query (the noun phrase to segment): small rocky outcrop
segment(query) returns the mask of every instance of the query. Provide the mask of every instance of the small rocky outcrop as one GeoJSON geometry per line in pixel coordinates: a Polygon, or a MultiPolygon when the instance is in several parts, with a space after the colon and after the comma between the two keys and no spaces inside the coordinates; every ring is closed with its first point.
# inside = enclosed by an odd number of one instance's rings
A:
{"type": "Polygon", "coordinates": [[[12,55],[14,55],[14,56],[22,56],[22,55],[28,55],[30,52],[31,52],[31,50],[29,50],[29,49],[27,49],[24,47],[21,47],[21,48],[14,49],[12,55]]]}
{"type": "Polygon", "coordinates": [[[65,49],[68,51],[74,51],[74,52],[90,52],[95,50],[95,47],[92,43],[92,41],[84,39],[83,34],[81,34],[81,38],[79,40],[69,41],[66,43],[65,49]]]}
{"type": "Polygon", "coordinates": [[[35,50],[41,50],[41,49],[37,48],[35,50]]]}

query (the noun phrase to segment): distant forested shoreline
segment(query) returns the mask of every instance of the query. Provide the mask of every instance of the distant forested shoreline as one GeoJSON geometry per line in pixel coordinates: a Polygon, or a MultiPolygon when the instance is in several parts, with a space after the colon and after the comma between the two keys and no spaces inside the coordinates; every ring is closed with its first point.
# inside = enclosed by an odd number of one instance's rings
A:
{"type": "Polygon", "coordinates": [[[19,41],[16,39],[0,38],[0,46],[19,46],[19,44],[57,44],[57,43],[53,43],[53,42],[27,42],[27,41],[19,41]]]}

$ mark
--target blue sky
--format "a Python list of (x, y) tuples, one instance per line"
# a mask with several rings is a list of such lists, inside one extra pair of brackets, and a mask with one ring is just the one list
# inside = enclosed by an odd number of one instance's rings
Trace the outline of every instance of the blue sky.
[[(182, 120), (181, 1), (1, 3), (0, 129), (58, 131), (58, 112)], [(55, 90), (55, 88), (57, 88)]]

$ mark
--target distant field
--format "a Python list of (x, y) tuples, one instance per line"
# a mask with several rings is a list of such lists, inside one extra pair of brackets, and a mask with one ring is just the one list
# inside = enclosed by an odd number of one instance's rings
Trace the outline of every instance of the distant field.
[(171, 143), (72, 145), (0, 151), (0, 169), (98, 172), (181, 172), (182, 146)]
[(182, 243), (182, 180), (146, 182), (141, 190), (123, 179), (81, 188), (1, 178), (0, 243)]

# # # # #

THE PROBLEM —
Reproduce all the data word for word.

TASK RESPONSE —
query (the noun phrase to segment): small rocky outcrop
segment(query) returns the mask of every instance of the query. Provide the mask of every instance of the small rocky outcrop as one GeoJSON geometry per line in pixel coordinates: a Polygon, or a MultiPolygon when the instance is in several parts, with a space after the colon and after the comma between the two keys and no spaces inside the coordinates; every ring is closed with its first point.
# inside = enclosed by an odd number of one instance's rings
A:
{"type": "Polygon", "coordinates": [[[12,55],[14,55],[14,56],[22,56],[22,55],[28,55],[30,52],[31,52],[31,50],[29,50],[29,49],[27,49],[24,47],[21,47],[21,48],[14,49],[12,55]]]}
{"type": "Polygon", "coordinates": [[[65,49],[68,51],[74,51],[74,52],[90,52],[95,50],[95,47],[92,43],[92,41],[84,39],[83,34],[81,34],[81,38],[79,40],[69,41],[66,43],[65,49]]]}
{"type": "Polygon", "coordinates": [[[35,50],[41,50],[41,49],[37,48],[35,50]]]}

query (the noun phrase to segment): distant forested shoreline
segment(query) returns the mask of every instance of the query. Provide the mask of every instance of the distant forested shoreline as one GeoJSON geometry per line in pixel coordinates: a Polygon, or a MultiPolygon when the instance is in several parts, with a space after the colon and after the comma between the two keys and no spaces inside the coordinates; every ring is closed with its first point.
# inside = enclosed by an odd number of one instance's rings
A:
{"type": "Polygon", "coordinates": [[[19,41],[16,39],[0,38],[0,46],[19,46],[19,44],[57,44],[57,43],[53,43],[53,42],[27,42],[27,41],[19,41]]]}

$ mark
--target blue sky
--format "a Python list of (x, y) tuples, one instance per line"
# a mask with several rings is a list of such lists, inside one extra pair of brackets, and a mask with one ring is just the one list
# inside = enclosed by an odd number of one instance's rings
Trace the outline of every instance of the blue sky.
[[(182, 120), (181, 1), (1, 3), (0, 129), (58, 131), (58, 112)], [(55, 90), (55, 88), (57, 88)]]

$ mark
--target distant field
--format "a Python list of (x, y) tuples, one instance per line"
# a mask with several rings is a list of such lists, inside one extra pair of brackets, and a mask with one ring is just the one list
# inside = enclosed by an odd number of one instance's rings
Trace the outline of every instance of the distant field.
[(171, 143), (72, 145), (0, 151), (0, 169), (98, 172), (181, 172), (182, 146)]
[(182, 243), (182, 180), (146, 182), (141, 190), (123, 179), (81, 188), (1, 178), (0, 243)]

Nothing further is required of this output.